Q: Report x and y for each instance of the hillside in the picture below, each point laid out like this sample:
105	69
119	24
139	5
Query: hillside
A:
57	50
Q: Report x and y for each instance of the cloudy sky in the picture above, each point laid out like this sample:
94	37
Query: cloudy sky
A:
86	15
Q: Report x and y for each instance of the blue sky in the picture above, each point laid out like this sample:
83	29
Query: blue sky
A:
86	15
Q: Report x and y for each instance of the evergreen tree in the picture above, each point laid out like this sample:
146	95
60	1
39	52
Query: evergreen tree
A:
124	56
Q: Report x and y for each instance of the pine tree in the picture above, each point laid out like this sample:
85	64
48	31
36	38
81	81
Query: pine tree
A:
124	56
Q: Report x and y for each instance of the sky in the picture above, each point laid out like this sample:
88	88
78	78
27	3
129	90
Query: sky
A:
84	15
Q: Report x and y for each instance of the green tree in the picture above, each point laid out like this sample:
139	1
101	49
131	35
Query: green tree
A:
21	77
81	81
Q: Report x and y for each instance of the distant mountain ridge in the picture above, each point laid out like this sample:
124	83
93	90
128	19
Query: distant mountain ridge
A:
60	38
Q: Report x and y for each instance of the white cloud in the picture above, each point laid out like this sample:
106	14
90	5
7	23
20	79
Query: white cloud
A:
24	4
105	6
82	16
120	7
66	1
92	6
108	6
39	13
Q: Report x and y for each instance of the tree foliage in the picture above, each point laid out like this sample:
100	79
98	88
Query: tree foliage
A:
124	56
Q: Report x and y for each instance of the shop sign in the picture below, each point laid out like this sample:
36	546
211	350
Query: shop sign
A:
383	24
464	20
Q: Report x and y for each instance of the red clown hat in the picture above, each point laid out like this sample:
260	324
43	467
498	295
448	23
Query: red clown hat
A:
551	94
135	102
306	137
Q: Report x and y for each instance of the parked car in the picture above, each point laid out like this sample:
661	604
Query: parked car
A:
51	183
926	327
_ _ _ _ _ _ _
Task instructions: Rewrite all the lines above as a numbered list, leaving out any blank lines.

Task response:
1. Q: Report x and y for each instance of the hillside in the picture below, each point laid out like this sample:
2. 105	69
3. 119	24
4. 139	5
5. Query: hillside
6. A:
7. 57	50
8. Q: Report x and y for each instance of the cloudy sky in the picture above, each point laid out like this sample:
9. 94	37
10. Query: cloudy sky
11. A:
12. 86	15
13. Q: Report x and y for each instance of the blue sky in the picture above, each point laid out like this sample:
14. 83	29
15. Query: blue sky
16. A:
17. 86	15
18. Q: Report x and y for each instance of the evergreen tree in the picture above, each point laid out like this sample:
19. 146	95
20. 60	1
21. 39	52
22. Query: evergreen tree
23. A:
24. 124	56
25. Q: Report x and y for each instance of the pine tree in the picture above, each point laid out like this sample:
26. 85	64
27. 48	31
28. 36	38
29. 81	81
30. Query: pine tree
31. A:
32. 124	56
33. Q: Report x and y for each instance of the sky in the picture above, each point laid out like this sample:
34. 88	88
35. 78	78
36. 27	3
37. 129	90
38. Query: sky
39. A:
40. 84	15
41. Q: Report x and y for each instance of the green tree in the picture above, each point laid out like this sample:
42. 139	1
43. 101	49
44. 131	35
45. Query: green tree
46. A:
47. 21	77
48. 81	81
49. Q: Report x and y for each instance of the distant mountain ridge in the picture above, each point laid out like this sample:
50. 124	83
51. 93	90
52. 128	19
53. Query: distant mountain ridge
54. A:
55. 60	38
56. Q: Report x and y for each instance of the white cloud in the picture above, each point laid out like this sample:
57. 106	14
58. 90	5
59. 7	23
60. 20	79
61. Query: white cloud
62. A:
63. 24	4
64. 105	6
65. 82	16
66. 120	7
67. 66	1
68. 92	6
69. 108	6
70. 39	13
71. Q: Report x and y for each instance of the tree foliage in the picture above, each point laid out like this sample:
72. 100	79
73. 98	88
74. Query: tree foliage
75. A:
76. 124	56
77. Q: Report x and y for each instance of the shop sign in the picture below, each point laid out like this sample:
78. 36	546
79. 211	350
80. Query: shop sign
81. A:
82. 383	24
83. 464	20
84. Q: Report x and y for each instance of the red clown hat in the picture above, each point laid out like this sample:
85. 260	324
86. 43	467
87. 498	295
88. 448	23
89. Query: red clown hat
90. A:
91. 551	94
92. 135	102
93. 306	137
94. Q: Report x and y for each instance of the parked car in the picture above, each point laid out like this sample:
95. 661	604
96. Query: parked car
97. A:
98. 51	183
99. 926	327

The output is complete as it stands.